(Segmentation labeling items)
>> Begin

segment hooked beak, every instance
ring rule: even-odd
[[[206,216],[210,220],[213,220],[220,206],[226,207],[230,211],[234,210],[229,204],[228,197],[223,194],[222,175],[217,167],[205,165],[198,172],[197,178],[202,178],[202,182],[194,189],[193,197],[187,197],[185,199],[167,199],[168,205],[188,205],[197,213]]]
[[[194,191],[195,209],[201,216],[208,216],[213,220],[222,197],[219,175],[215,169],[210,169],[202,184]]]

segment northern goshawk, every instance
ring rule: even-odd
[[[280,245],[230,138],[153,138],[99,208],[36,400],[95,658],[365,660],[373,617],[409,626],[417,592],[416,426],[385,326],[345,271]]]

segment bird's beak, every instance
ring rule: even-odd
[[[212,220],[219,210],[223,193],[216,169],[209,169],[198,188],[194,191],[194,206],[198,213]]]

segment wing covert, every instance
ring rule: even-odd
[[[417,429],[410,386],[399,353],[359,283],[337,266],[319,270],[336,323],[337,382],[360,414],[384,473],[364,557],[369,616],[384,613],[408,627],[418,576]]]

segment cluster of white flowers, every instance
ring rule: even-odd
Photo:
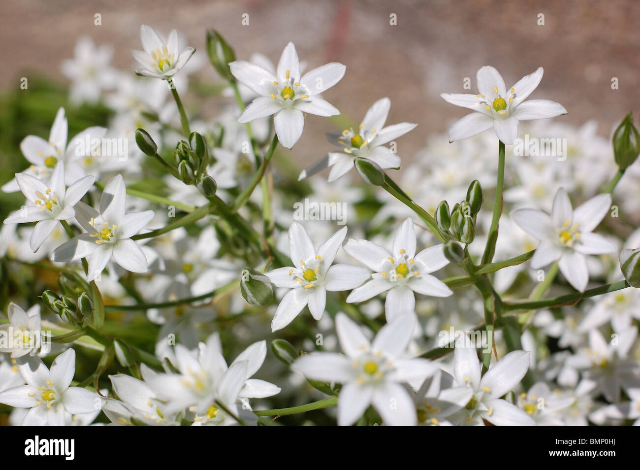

>> End

EXERCISE REQUIREMENTS >> Report each line of the records above that contains the word "instance". Copy every such line in full.

OUTPUT FOR THIS EXERCISE >>
segment hooked beak, every instance
segment northern goshawk, every instance
segment bird's beak, every instance
segment wing covert, every instance
segment cluster of white flowers, every instance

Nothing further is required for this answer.